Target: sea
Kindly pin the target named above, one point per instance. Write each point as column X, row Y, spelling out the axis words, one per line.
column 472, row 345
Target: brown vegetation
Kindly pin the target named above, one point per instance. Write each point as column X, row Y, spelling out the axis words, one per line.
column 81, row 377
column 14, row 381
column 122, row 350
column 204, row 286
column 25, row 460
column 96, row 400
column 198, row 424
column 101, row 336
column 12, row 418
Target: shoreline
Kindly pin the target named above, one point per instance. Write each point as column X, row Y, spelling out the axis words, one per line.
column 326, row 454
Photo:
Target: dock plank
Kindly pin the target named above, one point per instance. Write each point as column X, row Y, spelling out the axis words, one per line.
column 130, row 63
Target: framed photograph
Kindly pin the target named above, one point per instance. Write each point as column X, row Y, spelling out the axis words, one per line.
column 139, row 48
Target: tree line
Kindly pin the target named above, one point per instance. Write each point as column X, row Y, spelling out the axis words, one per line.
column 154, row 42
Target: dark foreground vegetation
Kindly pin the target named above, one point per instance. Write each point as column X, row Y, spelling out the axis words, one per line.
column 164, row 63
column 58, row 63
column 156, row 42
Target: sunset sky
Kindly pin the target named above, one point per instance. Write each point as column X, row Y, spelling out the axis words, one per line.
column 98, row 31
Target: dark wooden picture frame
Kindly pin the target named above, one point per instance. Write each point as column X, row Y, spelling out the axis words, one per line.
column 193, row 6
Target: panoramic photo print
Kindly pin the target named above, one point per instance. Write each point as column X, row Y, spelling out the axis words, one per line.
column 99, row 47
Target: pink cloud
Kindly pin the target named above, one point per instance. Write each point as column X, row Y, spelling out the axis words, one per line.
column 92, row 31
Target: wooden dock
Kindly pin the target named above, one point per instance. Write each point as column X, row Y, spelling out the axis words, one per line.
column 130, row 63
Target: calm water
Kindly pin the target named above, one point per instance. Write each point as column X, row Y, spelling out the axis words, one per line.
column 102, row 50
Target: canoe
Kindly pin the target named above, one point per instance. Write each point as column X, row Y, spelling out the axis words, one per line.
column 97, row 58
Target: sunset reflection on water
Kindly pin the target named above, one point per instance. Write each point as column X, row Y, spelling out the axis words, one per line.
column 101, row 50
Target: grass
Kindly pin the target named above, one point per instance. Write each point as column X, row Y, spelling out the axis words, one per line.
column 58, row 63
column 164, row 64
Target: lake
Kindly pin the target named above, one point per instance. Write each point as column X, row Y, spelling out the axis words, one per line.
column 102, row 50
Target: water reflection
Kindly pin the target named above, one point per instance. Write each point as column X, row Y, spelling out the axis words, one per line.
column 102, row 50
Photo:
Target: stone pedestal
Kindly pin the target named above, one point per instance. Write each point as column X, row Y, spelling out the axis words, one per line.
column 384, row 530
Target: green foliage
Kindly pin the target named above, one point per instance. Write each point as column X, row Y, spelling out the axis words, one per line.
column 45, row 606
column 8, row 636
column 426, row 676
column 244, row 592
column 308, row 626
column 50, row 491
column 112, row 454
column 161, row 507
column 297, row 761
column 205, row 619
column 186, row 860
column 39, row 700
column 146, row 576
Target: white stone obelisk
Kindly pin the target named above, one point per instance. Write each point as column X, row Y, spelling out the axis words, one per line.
============
TASK STATEMENT
Render everything from the line containing "Target: white stone obelisk" down to the end of the items as a JSON list of strings, one string per line, leaving out blank lines.

EXERCISE RESULT
[
  "Target: white stone obelisk",
  "Kindly pin the target named above, one point per instance. Write each point as column X, row Y, spelling out the axis words, one per line."
]